**Your goal:** Reproduce character for character the rows below, beginning with the line that contains "the tree trunk" and continuing through the line that contains "900 125 1024 284", with both of those lines included.

**Data to use:**
================

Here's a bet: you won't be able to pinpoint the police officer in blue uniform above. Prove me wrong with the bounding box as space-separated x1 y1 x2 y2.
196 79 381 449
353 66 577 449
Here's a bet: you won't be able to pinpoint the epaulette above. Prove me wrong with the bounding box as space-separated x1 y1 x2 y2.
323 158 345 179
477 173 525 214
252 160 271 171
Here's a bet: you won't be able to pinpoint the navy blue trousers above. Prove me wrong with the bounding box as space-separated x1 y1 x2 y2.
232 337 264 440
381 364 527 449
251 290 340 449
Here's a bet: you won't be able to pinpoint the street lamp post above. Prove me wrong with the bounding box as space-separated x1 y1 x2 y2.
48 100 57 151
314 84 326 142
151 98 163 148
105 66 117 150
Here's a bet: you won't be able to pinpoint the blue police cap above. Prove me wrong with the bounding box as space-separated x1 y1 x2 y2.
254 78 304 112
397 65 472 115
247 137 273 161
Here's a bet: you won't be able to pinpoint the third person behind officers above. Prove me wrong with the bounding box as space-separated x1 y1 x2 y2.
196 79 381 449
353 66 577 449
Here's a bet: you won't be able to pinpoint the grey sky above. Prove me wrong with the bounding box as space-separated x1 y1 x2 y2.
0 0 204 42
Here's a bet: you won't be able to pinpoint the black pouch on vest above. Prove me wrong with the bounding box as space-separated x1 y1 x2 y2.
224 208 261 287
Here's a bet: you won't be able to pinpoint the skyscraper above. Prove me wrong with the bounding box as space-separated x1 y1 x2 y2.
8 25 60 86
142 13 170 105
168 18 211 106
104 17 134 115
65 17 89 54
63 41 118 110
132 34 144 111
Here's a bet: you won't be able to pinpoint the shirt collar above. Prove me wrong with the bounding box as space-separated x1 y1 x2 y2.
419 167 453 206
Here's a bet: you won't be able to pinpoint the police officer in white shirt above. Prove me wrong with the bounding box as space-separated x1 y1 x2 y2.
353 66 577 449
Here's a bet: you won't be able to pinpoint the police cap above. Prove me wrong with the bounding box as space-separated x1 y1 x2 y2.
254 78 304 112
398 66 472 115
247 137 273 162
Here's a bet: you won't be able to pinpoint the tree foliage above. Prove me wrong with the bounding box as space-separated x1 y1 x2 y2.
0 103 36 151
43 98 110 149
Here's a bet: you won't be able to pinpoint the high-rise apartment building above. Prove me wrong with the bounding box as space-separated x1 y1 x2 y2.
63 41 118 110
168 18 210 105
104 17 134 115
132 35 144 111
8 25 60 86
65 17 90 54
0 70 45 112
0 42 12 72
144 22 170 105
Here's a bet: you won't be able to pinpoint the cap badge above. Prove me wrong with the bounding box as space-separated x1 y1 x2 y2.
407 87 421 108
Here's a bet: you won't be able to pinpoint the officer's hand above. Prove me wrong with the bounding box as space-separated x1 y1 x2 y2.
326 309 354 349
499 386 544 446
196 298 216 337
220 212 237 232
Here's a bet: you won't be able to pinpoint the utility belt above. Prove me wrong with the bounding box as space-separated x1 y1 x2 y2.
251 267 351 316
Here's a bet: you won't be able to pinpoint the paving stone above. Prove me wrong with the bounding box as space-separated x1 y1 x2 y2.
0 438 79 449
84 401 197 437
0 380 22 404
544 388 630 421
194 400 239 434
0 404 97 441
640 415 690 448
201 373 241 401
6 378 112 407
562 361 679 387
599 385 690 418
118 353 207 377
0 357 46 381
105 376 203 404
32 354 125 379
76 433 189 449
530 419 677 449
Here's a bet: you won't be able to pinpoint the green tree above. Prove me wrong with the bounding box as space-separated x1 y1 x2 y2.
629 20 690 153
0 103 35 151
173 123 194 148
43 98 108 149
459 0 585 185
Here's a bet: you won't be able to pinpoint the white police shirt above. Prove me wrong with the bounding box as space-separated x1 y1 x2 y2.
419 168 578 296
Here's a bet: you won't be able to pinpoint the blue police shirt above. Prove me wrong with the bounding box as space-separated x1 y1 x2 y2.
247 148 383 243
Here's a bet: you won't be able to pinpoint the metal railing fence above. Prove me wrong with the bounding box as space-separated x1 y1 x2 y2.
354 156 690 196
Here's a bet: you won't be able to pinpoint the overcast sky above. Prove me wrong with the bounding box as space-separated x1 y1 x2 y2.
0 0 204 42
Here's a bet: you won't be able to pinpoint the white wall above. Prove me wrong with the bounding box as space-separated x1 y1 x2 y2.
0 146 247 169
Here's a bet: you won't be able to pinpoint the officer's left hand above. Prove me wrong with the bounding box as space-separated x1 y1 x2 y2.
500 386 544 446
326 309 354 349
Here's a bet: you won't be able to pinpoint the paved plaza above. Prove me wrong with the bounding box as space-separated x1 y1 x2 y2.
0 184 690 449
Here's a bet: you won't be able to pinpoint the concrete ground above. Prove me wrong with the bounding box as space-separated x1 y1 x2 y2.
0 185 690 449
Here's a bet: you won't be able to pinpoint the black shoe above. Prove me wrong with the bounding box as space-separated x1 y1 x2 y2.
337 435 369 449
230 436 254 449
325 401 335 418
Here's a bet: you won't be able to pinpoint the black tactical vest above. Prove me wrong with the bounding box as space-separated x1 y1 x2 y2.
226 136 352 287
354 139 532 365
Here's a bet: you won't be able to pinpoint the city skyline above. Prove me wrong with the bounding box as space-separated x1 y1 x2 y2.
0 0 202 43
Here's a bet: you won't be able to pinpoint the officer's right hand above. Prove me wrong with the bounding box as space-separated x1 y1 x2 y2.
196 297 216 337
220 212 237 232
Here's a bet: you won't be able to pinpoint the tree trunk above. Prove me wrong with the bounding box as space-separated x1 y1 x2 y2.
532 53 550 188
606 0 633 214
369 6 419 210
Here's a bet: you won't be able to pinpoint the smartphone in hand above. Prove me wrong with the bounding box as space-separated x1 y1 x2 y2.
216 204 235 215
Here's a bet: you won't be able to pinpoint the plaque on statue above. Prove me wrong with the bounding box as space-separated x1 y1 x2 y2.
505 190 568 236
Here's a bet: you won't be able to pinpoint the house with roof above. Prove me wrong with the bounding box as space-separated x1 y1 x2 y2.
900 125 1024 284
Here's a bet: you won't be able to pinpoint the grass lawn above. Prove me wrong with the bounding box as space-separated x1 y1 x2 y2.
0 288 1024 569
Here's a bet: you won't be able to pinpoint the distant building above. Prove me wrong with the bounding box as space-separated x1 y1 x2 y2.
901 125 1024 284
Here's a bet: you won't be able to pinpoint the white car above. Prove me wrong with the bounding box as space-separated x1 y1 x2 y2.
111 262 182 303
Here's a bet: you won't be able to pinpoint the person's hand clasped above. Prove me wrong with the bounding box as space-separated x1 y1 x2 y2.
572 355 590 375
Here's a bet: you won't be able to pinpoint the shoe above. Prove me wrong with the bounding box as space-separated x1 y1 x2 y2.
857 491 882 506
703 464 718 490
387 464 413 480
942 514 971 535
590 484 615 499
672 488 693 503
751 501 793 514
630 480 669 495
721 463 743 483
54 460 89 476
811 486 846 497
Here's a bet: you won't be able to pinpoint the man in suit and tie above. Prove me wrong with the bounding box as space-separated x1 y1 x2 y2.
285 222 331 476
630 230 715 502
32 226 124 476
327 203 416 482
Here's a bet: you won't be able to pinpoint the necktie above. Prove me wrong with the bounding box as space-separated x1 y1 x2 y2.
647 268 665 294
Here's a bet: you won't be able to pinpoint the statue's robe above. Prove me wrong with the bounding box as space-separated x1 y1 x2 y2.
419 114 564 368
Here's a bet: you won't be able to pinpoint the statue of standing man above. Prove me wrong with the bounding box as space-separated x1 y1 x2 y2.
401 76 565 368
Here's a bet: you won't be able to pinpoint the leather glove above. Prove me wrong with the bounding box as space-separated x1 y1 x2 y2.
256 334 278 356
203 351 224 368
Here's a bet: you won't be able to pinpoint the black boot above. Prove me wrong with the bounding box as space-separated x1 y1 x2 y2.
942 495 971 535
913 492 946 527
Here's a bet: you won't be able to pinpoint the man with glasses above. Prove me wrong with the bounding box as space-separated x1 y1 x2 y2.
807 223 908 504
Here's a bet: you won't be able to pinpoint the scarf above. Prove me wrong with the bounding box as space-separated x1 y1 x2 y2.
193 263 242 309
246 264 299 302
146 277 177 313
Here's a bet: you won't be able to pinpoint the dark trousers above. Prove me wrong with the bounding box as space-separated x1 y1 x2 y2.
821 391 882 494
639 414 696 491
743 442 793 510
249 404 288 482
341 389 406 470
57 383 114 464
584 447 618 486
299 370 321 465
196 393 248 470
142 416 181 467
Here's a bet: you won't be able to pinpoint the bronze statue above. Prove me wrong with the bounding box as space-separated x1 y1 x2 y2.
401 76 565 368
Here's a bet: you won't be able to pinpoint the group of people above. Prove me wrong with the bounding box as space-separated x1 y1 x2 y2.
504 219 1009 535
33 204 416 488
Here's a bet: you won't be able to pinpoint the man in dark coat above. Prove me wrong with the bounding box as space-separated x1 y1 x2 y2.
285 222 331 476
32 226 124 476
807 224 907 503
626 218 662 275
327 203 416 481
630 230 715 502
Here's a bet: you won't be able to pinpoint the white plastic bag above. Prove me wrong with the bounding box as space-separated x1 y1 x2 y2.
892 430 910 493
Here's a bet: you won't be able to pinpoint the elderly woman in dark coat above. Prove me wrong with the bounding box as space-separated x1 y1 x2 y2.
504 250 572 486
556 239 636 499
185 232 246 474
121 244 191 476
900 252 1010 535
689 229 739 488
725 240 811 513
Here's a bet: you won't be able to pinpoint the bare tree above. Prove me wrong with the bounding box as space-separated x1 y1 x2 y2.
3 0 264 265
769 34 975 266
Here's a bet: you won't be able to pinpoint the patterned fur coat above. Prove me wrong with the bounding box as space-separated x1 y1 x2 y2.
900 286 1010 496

================

**Result:**
Here's a bet: you won't be able to pinpoint the tree trunk above. Prove me wrong with the bounding box as space-separated x1 y1 x2 y2.
532 53 550 188
606 0 633 214
369 6 419 210
Here's a bet: you won't be able to pinpoint the smartphone in hand above. Prove me wrong with the bounding box as space-separated x1 y1 x2 y2.
216 204 235 215
Here's a bet: you won't be able to pinpoint the plaque on statue above. Prove me wrong with the bounding box as space-separated x1 y1 x2 y2.
505 190 568 236
Here's a bet: you won't be able to pinpoint the house with roof above. Prove me wrong with the bounding box as space-separated x1 y1 x2 y2.
900 125 1024 284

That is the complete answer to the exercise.